::: Фрагмент документа :::
Говоря о южной секции германо-польской границы, мы должны упомянуть о другом крупном несогласии, происшедшем на конференции, именно о верхнесилезском вопросе. Представленный Германии проект договора предусматривал с ее стороны абсолютный отказ в пользу поляков от Верхней Силезии, являвшейся после Рура наиболее богатой железом и углем областью во всей Германской империи. Это условие было самым позорным пятном договора с Германией. Все другие условия, заключающиеся в четырнадцати пунктах, были приняты без всяких возражений, но эта насильственная уступка всей Верхней Силезии была встречена яростным негодованием германцев и всеобщим удивлением.
Конфликты между членами триумвирата, включившего теперь также вернувшегося в Париж представителя Италии, которыми ознаменовалось составление предварительных условий мира, все еще продолжались. Германцы всеми силами протестовали против финансовых и экономических статей договора и против статьи, заключавшей в себе признание виновности в войне и обязательство выдачи военных преступников. В отношении территориальных условий договора они жаловались главным образом на требование уступки Верхней Силезии. Казалось вполне вероятным, что они откажутся подписать договор и этим принудят союзников или к военной оккупации Берлина и других важных центров или к продолжению блокады, а возможно и к обоим мероприятиям. Такие меры, не вызывая непосредственных военных затруднений, могли, безусловно, вызвать очень серьезные политические осложнения. Никто не мог сказать, как долго продолжится военная оккупация, а до ее окончания большие массы солдат должны были оставаться под ружьем, и дальнейшая демобилизация была бы приостановлена на неопределенное время.
:::
» **Задания**:
a) Верните дословно часть фрагмента: начните с места, где стоят слова «Говоря о южной», и остановитесь после слов «и всеобщим удивлением.».
b) Выберите из списка все строки, в которых встречается слово «snow», и перепишите их без изменений.
Фрагмент и список взяты из разных источников.
::: Данные для обработки :::
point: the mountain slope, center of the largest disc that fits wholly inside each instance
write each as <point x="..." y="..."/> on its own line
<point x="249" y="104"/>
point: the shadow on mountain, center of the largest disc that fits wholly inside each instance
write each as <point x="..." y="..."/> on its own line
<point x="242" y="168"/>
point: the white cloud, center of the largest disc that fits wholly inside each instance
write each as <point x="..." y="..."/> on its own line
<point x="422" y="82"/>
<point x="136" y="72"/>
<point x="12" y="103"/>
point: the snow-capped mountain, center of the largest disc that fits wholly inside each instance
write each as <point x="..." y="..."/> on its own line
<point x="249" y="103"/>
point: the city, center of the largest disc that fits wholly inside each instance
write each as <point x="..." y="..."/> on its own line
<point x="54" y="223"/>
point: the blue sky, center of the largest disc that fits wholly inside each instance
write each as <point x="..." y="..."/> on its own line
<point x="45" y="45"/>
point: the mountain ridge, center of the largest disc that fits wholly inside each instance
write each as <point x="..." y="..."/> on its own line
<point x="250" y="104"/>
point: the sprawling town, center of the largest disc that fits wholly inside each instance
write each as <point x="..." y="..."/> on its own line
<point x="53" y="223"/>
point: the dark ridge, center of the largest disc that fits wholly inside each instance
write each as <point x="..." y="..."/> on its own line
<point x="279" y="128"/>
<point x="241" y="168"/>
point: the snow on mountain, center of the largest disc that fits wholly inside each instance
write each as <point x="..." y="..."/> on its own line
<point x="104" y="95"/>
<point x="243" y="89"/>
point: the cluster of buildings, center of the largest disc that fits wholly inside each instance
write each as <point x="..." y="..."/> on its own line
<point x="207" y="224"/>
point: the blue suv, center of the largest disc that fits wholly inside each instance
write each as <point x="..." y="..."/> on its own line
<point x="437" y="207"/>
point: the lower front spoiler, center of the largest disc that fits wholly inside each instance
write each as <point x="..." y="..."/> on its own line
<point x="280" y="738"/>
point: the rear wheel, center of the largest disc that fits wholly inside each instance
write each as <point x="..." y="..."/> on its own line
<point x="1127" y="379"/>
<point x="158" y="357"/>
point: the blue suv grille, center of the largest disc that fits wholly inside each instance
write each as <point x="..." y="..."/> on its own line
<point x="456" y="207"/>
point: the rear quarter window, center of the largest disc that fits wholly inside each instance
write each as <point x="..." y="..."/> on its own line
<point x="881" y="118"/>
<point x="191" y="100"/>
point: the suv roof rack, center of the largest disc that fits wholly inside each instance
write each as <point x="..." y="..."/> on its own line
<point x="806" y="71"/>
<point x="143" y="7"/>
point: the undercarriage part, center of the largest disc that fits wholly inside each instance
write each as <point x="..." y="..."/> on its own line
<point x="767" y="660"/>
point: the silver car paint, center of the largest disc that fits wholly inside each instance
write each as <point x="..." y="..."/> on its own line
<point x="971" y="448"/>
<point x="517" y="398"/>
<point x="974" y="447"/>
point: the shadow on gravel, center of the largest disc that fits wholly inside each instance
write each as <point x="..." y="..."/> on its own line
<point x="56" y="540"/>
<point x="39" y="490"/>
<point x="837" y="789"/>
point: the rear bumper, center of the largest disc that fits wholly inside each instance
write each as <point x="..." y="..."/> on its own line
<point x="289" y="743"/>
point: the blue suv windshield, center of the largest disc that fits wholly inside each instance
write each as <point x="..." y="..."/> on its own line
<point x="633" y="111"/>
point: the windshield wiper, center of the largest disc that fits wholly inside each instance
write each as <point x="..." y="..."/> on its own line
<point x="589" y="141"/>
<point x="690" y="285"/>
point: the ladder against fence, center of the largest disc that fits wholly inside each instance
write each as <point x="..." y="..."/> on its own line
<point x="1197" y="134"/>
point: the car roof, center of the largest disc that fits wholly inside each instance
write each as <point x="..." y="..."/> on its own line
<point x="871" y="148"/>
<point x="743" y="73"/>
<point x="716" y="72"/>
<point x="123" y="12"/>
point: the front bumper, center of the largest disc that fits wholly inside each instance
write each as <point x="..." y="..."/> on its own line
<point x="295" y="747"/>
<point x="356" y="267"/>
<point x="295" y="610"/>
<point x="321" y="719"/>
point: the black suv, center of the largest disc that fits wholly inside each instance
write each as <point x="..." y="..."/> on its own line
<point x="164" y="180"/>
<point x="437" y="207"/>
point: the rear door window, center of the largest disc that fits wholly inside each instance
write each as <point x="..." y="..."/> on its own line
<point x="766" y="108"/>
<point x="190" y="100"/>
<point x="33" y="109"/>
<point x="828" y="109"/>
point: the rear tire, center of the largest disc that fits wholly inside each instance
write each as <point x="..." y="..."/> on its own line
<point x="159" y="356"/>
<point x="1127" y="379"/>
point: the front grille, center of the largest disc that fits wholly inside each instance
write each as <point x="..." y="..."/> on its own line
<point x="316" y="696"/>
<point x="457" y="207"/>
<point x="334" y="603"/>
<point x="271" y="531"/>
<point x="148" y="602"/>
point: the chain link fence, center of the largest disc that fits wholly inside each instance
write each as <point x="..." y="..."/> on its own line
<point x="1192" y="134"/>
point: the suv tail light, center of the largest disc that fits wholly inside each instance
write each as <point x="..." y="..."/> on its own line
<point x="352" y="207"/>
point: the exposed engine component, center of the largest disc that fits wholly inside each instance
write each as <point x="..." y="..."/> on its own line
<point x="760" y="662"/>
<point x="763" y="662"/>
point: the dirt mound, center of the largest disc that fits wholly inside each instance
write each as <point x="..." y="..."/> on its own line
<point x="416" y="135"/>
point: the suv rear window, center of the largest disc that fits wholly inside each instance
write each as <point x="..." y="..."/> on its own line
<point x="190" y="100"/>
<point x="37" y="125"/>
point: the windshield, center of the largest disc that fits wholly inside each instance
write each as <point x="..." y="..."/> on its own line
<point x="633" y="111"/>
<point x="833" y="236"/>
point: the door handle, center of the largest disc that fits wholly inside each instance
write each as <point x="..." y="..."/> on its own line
:::
» **Ответы к заданиям**:
a)
Говоря о южной секции германо-польской границы, мы должны упомянуть о другом крупном несогласии, происшедшем на конференции, именно о верхнесилезском вопросе. Представленный Германии проект договора предусматривал с ее стороны абсолютный отказ в пользу поляков от Верхней Силезии, являвшейся после Рура наиболее богатой железом и углем областью во всей Германской империи. Это условие было самым позорным пятном договора с Германией. Все другие условия, заключающиеся в четырнадцати пунктах, были приняты без всяких возражений, но эта насильственная уступка всей Верхней Силезии была встречена яростным негодованием германцев и всеобщим удивлением.

b)
point: the snow-capped mountain, center of the largest disc that fits wholly inside each instance
point: the snow on mountain, center of the largest disc that fits wholly inside each instance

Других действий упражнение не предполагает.